**EXERCISE MATERIALS**
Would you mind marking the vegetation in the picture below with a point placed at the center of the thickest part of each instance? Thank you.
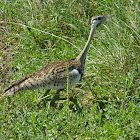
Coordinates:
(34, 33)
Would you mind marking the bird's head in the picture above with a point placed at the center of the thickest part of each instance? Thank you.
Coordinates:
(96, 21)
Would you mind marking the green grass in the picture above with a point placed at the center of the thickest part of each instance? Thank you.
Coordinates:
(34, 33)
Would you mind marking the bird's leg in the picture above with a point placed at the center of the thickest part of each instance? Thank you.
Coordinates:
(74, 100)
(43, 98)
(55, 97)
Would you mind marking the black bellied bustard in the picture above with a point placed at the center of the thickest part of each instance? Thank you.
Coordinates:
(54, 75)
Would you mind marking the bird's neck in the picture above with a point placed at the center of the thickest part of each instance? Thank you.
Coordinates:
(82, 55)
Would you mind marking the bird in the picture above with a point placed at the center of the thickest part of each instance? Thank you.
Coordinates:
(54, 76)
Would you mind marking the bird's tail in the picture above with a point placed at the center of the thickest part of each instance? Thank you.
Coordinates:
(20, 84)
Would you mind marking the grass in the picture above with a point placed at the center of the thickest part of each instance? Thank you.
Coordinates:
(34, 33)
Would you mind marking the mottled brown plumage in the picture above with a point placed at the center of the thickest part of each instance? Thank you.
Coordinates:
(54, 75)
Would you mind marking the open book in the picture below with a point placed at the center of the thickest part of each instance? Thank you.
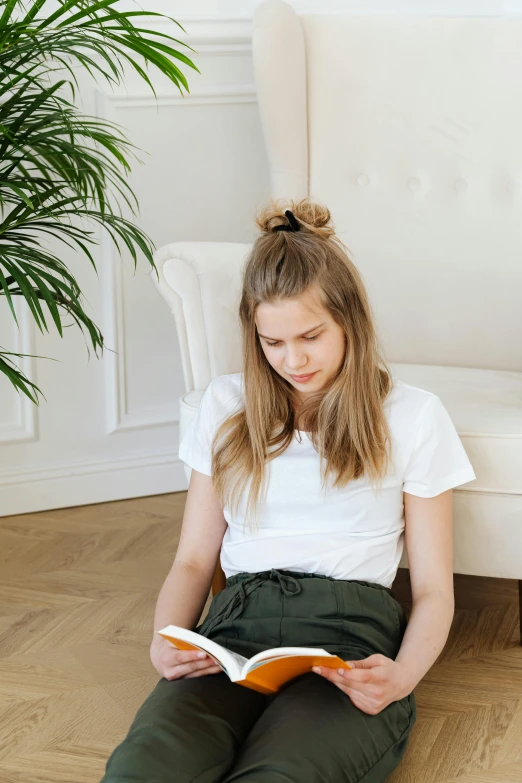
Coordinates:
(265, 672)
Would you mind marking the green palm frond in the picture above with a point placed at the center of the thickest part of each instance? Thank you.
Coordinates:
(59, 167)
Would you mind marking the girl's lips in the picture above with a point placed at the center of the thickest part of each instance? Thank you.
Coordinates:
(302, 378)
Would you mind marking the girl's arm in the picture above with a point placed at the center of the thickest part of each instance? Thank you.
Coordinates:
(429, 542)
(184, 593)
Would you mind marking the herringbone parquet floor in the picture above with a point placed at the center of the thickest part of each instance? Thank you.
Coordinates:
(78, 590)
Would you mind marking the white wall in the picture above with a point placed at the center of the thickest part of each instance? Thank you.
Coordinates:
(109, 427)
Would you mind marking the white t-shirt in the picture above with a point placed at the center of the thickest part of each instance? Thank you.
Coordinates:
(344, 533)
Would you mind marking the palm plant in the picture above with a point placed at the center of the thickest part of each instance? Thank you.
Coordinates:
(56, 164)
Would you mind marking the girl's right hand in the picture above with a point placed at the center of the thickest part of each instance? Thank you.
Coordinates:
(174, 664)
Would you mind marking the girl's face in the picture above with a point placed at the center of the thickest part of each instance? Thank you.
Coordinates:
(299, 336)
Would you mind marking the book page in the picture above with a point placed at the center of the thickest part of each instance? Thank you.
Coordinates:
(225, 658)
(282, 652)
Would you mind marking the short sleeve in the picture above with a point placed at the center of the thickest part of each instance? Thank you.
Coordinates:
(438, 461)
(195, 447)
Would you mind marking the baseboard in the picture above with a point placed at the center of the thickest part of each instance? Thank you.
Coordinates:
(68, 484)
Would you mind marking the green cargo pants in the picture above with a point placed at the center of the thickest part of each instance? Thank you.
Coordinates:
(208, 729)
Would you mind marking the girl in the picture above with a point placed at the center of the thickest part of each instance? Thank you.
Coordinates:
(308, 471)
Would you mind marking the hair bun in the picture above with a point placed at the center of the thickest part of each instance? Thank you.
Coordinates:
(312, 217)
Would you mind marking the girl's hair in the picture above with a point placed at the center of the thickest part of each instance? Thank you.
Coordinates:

**GOAL**
Repeat exactly, and only, the lines of the records above, starting with the line that contains "Would you mind marking the baseboard" and ending with the final line, both included.

**RESULT**
Would you mind marking the baseboard in the picture above with a point placed at the center of the thickest part of each instance? Thank you.
Coordinates:
(68, 484)
Would you mind marking the green cargo pants in the picture above with a point placed at the center of the thickest part of each instance? Thank you.
Coordinates:
(208, 729)
Would you mind marking the girl in the picture above with a point placed at the center of the thickest part of each instance? Thank you.
Coordinates:
(308, 471)
Would you mind marking the hair bun in the picture above with a point placed at the center of the thickest part of each instance? Thank you.
Coordinates:
(312, 217)
Would you mind marking the girl's hair in the picture above with a point placed at the center of the thickest part of each instance? Thank you.
Coordinates:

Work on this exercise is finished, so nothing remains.